• **Prompt**
The expected output is an exact copy of the lines from the one containing "For each instance of the brick wall, set" through the final line of the entries below, with no images.

Start of Stored data

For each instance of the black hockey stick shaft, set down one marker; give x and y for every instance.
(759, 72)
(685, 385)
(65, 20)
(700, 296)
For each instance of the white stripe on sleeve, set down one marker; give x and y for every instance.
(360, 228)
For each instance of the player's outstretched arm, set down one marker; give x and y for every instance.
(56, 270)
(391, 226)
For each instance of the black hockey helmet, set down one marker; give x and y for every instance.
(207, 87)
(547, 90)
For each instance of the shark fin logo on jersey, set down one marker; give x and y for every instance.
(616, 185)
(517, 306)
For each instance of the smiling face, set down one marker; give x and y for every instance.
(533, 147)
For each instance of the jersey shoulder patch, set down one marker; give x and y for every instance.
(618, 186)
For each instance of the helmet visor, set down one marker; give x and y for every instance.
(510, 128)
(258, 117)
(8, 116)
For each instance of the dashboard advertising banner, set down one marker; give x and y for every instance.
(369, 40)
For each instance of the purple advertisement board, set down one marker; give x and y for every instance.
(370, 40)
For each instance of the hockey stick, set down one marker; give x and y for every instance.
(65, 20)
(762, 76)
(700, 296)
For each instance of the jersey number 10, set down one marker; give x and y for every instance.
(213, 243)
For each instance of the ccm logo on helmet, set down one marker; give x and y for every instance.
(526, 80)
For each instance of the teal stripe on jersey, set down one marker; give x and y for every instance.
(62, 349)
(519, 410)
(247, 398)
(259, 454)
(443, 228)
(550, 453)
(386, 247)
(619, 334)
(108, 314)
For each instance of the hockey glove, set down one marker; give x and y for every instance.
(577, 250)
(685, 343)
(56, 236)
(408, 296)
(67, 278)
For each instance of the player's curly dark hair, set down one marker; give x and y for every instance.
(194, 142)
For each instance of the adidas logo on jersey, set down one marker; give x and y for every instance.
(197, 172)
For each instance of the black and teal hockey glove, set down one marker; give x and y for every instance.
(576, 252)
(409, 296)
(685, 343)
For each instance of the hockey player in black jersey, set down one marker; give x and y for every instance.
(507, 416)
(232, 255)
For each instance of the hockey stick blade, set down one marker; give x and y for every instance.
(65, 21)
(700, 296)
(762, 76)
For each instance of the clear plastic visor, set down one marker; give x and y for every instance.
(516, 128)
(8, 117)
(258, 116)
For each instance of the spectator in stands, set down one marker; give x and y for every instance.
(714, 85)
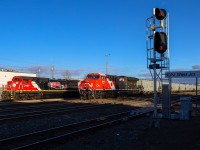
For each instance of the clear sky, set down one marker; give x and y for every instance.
(76, 35)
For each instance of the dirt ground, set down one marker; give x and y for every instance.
(138, 134)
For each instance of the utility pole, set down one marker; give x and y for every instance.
(107, 63)
(52, 72)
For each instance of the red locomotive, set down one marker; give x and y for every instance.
(22, 87)
(98, 85)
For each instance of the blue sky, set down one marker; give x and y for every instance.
(75, 35)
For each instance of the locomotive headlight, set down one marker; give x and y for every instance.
(14, 85)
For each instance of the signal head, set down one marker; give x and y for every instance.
(160, 14)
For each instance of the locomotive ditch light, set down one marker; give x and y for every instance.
(160, 14)
(160, 42)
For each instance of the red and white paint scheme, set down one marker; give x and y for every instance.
(96, 81)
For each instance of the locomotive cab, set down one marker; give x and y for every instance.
(95, 85)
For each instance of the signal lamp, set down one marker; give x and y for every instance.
(160, 14)
(160, 42)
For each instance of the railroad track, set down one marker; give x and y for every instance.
(35, 107)
(25, 115)
(46, 137)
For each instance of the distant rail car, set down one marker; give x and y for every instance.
(22, 88)
(98, 85)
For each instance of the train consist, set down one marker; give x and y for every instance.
(22, 87)
(94, 85)
(97, 85)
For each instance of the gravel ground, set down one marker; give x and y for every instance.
(138, 135)
(35, 124)
(131, 135)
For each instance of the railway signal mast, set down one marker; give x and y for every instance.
(157, 46)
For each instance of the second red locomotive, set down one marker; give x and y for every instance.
(98, 85)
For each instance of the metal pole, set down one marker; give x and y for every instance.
(196, 85)
(107, 63)
(155, 92)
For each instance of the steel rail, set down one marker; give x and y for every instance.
(67, 131)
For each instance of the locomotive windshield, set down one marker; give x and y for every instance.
(95, 77)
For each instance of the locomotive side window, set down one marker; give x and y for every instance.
(103, 78)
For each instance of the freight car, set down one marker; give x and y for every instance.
(22, 87)
(148, 86)
(98, 85)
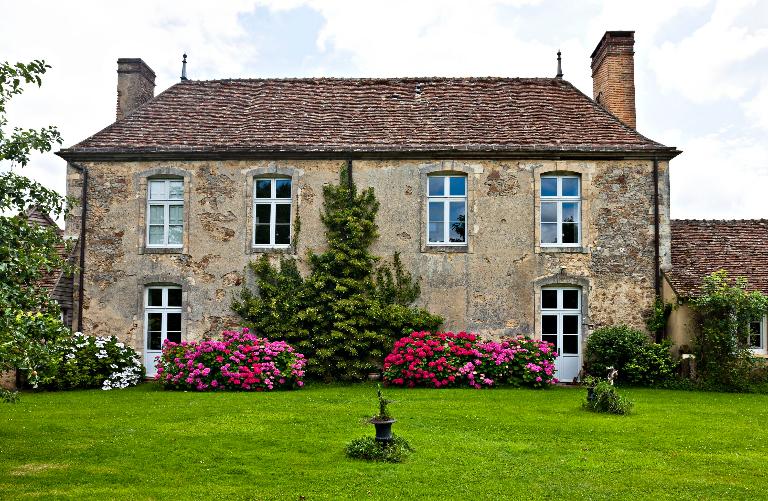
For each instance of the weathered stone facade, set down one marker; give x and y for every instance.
(491, 286)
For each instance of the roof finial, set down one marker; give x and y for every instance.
(184, 68)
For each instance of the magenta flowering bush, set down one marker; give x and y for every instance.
(448, 359)
(238, 361)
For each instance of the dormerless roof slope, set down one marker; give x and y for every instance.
(700, 247)
(331, 116)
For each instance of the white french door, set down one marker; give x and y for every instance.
(561, 326)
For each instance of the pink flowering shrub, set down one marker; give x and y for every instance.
(448, 359)
(238, 361)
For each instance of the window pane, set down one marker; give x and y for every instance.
(570, 233)
(174, 234)
(436, 186)
(176, 189)
(571, 345)
(570, 186)
(176, 214)
(263, 188)
(436, 212)
(549, 233)
(548, 298)
(549, 324)
(282, 188)
(262, 213)
(154, 321)
(283, 213)
(156, 214)
(570, 212)
(261, 234)
(173, 322)
(436, 232)
(548, 186)
(550, 339)
(154, 297)
(457, 186)
(570, 324)
(156, 235)
(157, 190)
(282, 234)
(174, 297)
(548, 212)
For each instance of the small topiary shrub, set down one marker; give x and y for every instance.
(93, 362)
(240, 360)
(604, 398)
(448, 359)
(369, 449)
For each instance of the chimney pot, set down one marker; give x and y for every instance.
(135, 85)
(613, 75)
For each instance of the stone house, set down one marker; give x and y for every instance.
(700, 247)
(521, 204)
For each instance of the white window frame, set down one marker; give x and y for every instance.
(559, 199)
(273, 202)
(164, 310)
(166, 203)
(446, 199)
(763, 348)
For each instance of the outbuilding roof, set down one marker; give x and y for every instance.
(332, 116)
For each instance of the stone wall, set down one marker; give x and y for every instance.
(490, 287)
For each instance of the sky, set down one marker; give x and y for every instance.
(701, 66)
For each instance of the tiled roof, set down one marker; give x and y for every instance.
(700, 247)
(327, 115)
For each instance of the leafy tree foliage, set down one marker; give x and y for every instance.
(725, 309)
(346, 314)
(28, 317)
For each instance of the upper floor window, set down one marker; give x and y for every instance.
(560, 211)
(447, 210)
(165, 207)
(271, 212)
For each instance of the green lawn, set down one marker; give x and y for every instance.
(145, 443)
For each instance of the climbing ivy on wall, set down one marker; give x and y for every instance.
(348, 311)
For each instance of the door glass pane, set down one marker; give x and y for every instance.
(570, 212)
(283, 213)
(174, 234)
(176, 214)
(571, 299)
(549, 324)
(263, 188)
(262, 213)
(570, 345)
(176, 190)
(436, 186)
(261, 234)
(548, 298)
(282, 234)
(548, 186)
(549, 233)
(157, 190)
(154, 297)
(155, 235)
(570, 233)
(457, 186)
(548, 212)
(570, 324)
(282, 188)
(173, 321)
(174, 297)
(570, 186)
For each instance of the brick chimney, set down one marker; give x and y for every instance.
(613, 75)
(135, 85)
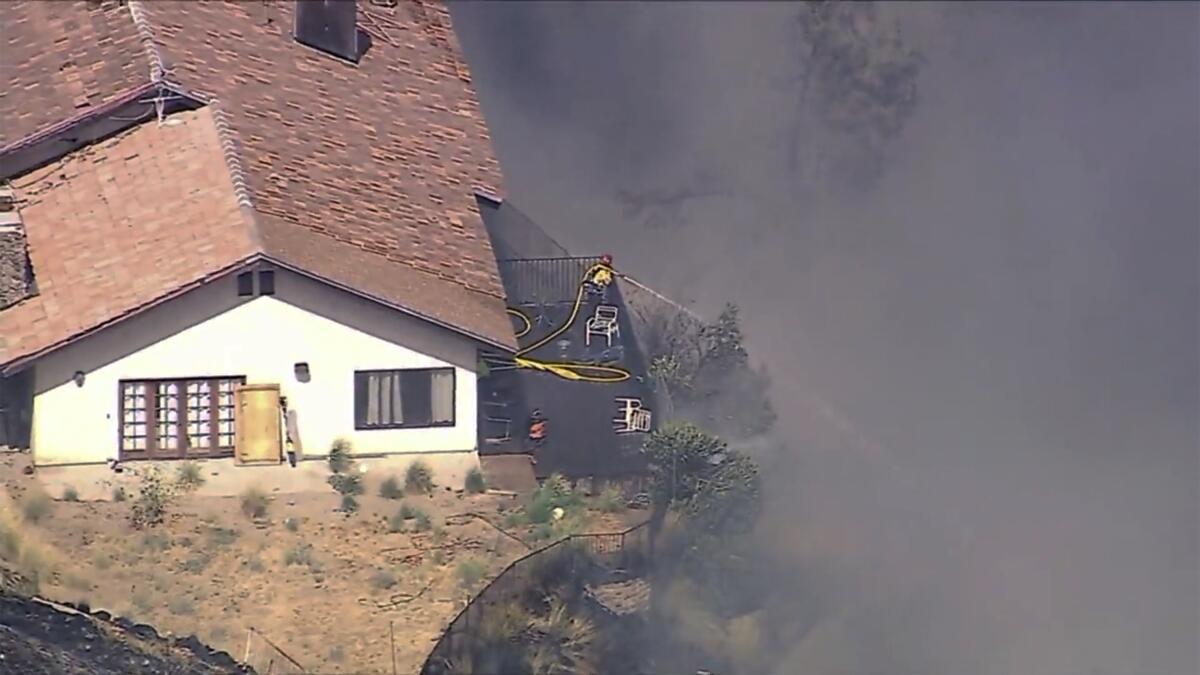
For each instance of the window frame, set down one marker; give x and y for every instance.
(151, 451)
(361, 425)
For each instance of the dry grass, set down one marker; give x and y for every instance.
(207, 571)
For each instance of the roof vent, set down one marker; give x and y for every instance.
(329, 25)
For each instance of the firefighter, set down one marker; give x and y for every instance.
(538, 428)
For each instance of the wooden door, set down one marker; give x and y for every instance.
(258, 424)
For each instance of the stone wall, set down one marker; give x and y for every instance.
(13, 267)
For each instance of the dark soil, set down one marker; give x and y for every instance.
(40, 639)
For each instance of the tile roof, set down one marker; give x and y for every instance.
(102, 243)
(360, 174)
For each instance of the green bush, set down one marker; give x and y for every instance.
(553, 493)
(189, 476)
(35, 506)
(419, 478)
(255, 503)
(611, 500)
(390, 489)
(155, 496)
(340, 457)
(475, 483)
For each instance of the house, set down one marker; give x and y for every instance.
(247, 228)
(591, 383)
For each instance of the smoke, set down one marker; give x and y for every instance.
(1011, 312)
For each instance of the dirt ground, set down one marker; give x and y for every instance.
(327, 587)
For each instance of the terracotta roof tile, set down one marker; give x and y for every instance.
(121, 222)
(63, 59)
(363, 174)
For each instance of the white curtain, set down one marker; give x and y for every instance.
(397, 410)
(372, 399)
(442, 395)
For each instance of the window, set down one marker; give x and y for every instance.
(401, 399)
(267, 282)
(177, 418)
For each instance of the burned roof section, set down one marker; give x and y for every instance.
(576, 339)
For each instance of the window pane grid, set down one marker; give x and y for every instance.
(183, 417)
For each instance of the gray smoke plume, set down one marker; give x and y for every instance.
(1009, 310)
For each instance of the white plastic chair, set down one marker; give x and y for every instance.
(603, 323)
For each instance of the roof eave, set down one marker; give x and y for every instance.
(409, 311)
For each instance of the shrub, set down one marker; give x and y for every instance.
(155, 496)
(469, 572)
(396, 523)
(181, 605)
(390, 489)
(611, 500)
(347, 484)
(419, 478)
(255, 503)
(423, 523)
(475, 483)
(340, 457)
(189, 476)
(299, 554)
(35, 506)
(382, 580)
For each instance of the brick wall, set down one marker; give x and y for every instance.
(13, 267)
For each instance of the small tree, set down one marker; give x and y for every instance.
(155, 495)
(696, 473)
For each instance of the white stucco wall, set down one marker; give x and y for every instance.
(211, 332)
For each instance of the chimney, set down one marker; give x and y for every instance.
(16, 274)
(329, 27)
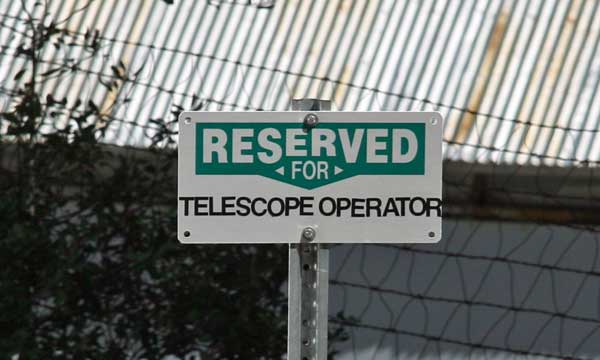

End of Stored data

• **Solved exercise**
For each instance of the brick wall, set down one marker; give x and y for every instance.
(13, 267)
For each instance of the small tree, set down one marker; give x and y for every instance.
(155, 495)
(696, 473)
For each instance of the white stucco wall, set down one marker; give x and y for every instance.
(211, 332)
For each instance of the chimney, set down one marker; give x and y for every instance.
(16, 274)
(329, 27)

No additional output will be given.